# liquigas team riders bar tape?



## phil-bianchi (May 23, 2006)

does anyone know what handlebar tape they are using?


----------



## Mosovich (Feb 3, 2004)

*Fizik...*

it matches thier saddles.


----------



## Robb.Astro (Apr 15, 2006)

yup, it's Fizik, my bike has it, and it's the Liquigas Replica


----------



## phil-bianchi (May 23, 2006)

*fi'zi:k ribbon in celeste availability?*

fi'zi:k ribbon in celeste availability?

i've looked around uk shops to no avail... is it available on only team issue bikes?

nope - not here either
http://www.fizik.com/shop_products.aspx?cat=accessories


----------



## tonykara (Jul 23, 2006)

*Liquigas team riders bar tape*

Ive got the fizik bar tape, it comes as a package with the celeste fizik arione saddle.

* _What to produce_
Please copy the part of the bar tape thread that opens with the words containing "yup, it's Fizik, my" and closes with "team issue bikes?", switching "celeste" to "white".

* _Record extracts_
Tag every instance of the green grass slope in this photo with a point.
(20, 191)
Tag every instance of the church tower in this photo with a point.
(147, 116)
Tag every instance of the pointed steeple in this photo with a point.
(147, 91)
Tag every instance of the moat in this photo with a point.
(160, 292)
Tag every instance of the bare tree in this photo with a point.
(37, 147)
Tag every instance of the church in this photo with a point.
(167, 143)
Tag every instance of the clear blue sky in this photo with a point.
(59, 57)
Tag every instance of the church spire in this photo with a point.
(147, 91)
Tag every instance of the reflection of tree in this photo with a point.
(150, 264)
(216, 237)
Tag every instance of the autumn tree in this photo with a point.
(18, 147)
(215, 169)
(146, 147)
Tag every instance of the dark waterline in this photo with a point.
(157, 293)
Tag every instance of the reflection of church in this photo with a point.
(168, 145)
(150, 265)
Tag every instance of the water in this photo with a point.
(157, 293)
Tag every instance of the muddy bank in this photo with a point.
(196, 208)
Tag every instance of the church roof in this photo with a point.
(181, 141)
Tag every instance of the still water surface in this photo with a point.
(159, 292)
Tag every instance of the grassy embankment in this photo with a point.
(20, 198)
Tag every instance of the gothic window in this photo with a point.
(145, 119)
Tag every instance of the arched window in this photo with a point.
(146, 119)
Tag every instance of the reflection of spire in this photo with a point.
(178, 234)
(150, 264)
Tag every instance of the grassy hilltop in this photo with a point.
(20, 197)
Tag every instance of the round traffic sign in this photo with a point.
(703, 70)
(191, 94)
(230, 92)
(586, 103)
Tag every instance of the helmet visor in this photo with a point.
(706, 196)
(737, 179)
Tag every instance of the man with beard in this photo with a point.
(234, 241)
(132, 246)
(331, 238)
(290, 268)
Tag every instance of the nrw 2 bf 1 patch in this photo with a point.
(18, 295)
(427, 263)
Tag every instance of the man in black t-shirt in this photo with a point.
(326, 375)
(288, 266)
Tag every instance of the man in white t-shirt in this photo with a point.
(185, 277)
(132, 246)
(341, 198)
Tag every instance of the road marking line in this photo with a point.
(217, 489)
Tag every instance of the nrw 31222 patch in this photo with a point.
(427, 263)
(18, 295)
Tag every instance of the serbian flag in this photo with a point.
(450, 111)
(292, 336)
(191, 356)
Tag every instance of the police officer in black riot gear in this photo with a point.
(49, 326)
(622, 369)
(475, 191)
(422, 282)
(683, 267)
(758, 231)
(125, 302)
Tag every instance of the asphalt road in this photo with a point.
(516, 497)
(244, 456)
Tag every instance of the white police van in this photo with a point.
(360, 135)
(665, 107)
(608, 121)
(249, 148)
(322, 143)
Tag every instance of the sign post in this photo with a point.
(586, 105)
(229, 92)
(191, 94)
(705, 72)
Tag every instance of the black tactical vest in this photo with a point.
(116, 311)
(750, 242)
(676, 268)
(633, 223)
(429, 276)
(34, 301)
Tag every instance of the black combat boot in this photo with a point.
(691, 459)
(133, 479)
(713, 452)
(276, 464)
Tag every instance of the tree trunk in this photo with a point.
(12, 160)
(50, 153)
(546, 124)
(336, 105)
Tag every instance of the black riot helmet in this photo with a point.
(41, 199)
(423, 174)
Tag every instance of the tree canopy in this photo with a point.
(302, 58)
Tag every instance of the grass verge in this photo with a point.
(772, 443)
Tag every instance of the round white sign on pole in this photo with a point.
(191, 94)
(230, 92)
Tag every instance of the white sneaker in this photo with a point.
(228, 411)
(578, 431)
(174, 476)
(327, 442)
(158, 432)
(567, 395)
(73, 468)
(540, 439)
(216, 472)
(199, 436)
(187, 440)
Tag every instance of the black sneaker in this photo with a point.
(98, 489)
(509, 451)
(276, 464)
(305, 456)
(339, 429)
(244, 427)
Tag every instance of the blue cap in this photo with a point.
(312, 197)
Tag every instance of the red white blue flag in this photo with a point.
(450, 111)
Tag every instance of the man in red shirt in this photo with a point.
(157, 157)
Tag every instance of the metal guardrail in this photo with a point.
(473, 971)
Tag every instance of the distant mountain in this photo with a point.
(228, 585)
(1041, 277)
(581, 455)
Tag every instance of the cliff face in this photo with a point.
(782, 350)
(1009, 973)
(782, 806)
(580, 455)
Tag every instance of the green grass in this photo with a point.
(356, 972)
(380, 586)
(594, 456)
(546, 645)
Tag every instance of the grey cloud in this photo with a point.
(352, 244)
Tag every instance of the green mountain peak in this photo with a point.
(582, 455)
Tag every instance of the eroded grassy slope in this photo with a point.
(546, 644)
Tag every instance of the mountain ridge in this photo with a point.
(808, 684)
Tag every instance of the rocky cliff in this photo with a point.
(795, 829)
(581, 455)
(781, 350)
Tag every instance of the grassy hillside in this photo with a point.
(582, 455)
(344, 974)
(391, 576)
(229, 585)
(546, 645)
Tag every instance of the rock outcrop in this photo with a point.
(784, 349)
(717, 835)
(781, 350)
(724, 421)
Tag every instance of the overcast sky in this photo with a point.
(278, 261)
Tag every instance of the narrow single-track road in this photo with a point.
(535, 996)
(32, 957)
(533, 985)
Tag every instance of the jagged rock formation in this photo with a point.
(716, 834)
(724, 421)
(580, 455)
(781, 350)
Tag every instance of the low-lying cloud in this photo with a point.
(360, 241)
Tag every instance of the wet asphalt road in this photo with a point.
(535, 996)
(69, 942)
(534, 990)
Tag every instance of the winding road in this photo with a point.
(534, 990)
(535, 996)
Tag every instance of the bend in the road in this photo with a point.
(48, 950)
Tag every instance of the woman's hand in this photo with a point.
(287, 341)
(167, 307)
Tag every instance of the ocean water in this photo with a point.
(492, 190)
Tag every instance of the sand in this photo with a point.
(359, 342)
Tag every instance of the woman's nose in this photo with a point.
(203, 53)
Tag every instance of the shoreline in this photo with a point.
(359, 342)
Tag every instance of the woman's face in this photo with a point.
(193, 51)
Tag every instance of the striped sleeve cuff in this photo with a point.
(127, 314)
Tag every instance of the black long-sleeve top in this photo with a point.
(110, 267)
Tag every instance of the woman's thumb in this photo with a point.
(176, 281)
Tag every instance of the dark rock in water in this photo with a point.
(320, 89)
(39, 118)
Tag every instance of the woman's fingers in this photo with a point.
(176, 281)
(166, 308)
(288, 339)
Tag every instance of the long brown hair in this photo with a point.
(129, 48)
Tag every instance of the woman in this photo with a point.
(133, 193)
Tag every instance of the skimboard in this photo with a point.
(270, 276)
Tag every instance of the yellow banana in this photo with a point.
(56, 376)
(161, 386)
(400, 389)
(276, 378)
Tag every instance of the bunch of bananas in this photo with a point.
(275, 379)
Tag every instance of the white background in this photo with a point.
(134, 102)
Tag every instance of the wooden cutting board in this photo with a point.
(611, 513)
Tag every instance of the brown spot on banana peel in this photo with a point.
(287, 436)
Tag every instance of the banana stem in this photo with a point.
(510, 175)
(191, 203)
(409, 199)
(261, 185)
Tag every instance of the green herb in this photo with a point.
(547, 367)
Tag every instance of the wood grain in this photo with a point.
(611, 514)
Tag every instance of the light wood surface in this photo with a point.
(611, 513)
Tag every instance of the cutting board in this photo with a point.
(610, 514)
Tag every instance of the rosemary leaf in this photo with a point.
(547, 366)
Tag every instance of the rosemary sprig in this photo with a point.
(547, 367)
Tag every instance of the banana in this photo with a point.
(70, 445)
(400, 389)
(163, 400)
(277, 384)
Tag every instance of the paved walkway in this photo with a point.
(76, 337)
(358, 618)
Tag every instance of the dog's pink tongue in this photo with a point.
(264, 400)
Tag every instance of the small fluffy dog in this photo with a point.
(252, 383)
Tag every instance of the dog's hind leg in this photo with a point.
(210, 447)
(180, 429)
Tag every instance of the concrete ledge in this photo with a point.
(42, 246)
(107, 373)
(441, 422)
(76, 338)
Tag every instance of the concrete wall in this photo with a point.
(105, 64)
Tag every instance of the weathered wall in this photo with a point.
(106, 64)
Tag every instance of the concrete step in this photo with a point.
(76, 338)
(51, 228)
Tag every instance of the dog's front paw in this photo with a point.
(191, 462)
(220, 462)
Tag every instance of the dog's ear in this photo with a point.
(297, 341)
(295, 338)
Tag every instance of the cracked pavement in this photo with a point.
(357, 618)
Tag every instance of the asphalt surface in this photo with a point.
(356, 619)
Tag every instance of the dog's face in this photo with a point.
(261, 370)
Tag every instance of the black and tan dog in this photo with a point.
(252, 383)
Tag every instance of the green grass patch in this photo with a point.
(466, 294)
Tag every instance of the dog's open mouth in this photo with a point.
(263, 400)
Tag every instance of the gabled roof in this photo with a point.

* _Result for this exercise_
yup, it's Fizik, my bike has it, and it's the Liquigas Replica


----------



## phil-bianchi (May 23, 2006)

*fi'zi:k ribbon in white availability?*

fi'zi:k ribbon in white availability?

i've looked around uk shops to no avail... is it available on only team issue bikes?